■ TASK GOAL ■
From the top of the entries below through the line containing "Indicate a point on each instance of the ship hull", return every line exactly as written, please, and stop there.

■ DATASET CONTENT ■
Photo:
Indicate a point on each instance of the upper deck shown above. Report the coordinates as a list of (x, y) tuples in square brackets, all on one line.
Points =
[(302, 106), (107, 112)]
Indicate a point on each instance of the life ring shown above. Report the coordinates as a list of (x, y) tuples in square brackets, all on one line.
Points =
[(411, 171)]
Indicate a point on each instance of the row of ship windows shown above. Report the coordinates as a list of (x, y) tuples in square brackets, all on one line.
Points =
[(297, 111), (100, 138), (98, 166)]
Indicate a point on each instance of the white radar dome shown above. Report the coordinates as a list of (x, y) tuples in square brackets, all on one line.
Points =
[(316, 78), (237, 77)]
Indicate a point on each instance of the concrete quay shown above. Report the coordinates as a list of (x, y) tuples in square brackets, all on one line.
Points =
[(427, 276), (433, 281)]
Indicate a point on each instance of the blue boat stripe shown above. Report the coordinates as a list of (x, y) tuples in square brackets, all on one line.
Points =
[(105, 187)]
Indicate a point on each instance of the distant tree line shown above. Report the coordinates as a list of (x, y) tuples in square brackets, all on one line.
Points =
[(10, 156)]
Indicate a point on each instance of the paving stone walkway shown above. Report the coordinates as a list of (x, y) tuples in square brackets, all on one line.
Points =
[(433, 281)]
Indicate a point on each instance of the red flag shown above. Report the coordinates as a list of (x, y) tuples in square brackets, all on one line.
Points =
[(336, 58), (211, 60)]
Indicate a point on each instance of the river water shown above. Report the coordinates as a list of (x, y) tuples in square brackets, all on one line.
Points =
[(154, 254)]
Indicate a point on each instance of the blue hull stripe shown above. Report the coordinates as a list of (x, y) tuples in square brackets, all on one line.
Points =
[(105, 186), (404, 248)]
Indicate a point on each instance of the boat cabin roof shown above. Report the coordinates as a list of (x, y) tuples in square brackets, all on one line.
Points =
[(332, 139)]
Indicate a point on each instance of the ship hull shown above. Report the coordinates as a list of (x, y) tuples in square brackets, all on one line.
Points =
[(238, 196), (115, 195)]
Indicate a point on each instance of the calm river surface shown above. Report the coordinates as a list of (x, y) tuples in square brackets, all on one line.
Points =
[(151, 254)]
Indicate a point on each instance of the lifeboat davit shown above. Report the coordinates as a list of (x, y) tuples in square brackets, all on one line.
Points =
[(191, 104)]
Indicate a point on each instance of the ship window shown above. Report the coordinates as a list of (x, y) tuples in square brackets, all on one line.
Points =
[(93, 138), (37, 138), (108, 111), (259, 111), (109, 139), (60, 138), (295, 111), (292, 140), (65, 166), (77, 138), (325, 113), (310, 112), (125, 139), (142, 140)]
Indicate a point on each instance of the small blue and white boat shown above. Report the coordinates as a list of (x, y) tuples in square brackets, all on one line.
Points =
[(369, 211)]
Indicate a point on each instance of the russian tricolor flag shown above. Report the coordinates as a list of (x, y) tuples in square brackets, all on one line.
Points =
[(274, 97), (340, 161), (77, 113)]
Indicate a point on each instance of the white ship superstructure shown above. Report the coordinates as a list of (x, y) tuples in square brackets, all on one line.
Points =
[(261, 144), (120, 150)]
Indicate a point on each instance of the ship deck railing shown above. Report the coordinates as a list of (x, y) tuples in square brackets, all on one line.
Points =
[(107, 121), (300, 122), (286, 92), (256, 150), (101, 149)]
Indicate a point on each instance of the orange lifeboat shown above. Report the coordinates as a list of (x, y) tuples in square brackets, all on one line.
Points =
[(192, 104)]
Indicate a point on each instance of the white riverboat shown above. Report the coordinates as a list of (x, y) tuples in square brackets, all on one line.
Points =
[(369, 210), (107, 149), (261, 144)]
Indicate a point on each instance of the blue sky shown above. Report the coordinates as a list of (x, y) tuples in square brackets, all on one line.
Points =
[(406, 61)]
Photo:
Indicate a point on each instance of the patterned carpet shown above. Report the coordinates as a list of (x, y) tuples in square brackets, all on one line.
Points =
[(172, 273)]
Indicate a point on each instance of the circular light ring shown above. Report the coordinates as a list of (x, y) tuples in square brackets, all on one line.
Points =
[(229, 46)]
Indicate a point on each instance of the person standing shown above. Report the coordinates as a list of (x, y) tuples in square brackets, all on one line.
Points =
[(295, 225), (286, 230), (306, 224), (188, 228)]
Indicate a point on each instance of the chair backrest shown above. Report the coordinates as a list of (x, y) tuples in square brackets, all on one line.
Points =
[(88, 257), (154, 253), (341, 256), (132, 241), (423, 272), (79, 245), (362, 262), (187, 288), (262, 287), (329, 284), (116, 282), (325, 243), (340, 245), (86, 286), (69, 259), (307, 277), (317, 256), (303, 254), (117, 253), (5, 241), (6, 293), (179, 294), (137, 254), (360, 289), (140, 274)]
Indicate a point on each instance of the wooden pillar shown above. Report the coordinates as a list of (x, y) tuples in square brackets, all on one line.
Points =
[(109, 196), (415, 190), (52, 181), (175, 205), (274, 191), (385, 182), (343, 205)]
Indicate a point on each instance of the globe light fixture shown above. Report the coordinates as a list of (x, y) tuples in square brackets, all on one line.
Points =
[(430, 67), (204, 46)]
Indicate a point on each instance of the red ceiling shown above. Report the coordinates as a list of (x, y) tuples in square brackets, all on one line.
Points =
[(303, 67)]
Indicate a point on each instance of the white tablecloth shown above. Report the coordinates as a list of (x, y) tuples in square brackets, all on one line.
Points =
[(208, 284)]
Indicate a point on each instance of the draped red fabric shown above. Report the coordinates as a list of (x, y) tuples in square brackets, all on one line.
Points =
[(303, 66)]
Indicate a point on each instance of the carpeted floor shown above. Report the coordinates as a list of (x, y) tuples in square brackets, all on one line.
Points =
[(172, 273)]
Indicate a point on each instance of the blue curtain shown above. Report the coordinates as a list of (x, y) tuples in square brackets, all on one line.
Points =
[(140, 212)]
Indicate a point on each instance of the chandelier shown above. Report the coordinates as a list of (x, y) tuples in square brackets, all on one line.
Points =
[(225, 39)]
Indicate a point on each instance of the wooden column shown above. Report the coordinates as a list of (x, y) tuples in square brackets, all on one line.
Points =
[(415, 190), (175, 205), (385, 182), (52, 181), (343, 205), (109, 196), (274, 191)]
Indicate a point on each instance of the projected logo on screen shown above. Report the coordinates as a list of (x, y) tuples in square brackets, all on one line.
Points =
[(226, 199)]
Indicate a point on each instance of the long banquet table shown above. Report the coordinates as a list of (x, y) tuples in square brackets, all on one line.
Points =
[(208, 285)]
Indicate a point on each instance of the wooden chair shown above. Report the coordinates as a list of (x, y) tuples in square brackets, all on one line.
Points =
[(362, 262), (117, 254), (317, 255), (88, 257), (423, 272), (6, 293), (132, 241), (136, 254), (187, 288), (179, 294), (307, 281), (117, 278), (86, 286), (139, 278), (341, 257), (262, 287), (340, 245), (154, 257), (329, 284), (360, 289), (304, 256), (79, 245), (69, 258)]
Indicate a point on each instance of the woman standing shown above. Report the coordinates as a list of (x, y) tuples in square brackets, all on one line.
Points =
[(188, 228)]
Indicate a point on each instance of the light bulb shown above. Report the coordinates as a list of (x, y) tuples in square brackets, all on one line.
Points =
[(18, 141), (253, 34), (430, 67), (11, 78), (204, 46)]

■ REPLY TO THE EXERCISE ■
Photo:
Indicate a point on each instance of the upper deck shown above. Report the coordinates as a list of (x, y) tuples in square brackets, all on one line.
Points =
[(302, 106), (107, 112)]
Indicate a point on each instance of the life ring shown above. Report the coordinates as a list of (x, y) tuples in square brackets, all on one line.
Points =
[(411, 171)]
Indicate a point on each instance of the row of ship windows shown above. Report the coordinates as a list of (x, y) tuples in square brackets, all on one line.
Points =
[(297, 111), (100, 138), (98, 166)]
Indicate a point on each instance of the white radar dome shown above. Report the coordinates as a list of (x, y) tuples in square brackets, all on one line.
Points =
[(316, 78), (237, 77)]
Indicate a point on each instance of the concrete quay shown above. Report the coordinates as a list of (x, y) tuples in square brackets, all on one line.
Points =
[(427, 276), (433, 281)]
Indicate a point on each instance of the blue boat stripe shown above. Report the coordinates as a list of (x, y) tuples in square brackets, all on one line.
Points =
[(105, 187)]
Indicate a point on each instance of the distant tree line shown above. Report the coordinates as a list of (x, y) tuples in square brackets, all on one line.
Points =
[(10, 156)]
Indicate a point on each instance of the paving stone walkway shown above. Report the coordinates as a list of (x, y) tuples in square brackets, all on one line.
Points =
[(433, 281)]
Indicate a point on each instance of the red flag shown above. Report the coordinates as a list of (x, y) tuples in square brackets, all on one line.
Points =
[(336, 58), (211, 60)]
Indicate a point on each instance of the river water shown above. Report the coordinates as a list of (x, y) tuples in square brackets, all on one line.
Points =
[(154, 254)]
Indicate a point on each instance of the blue hull stripe shown above. Report the coordinates as a list of (x, y) tuples in square brackets, all on one line.
Points =
[(105, 186), (404, 248)]
Indicate a point on each instance of the boat cabin roof shown above. Report the coordinates as a list of (x, y) tuples in square brackets, all on one line.
Points =
[(332, 139)]
Indicate a point on each instance of the ship hull shown above. Report the coordinates as a list of (x, y) tuples in square brackets, all on one line.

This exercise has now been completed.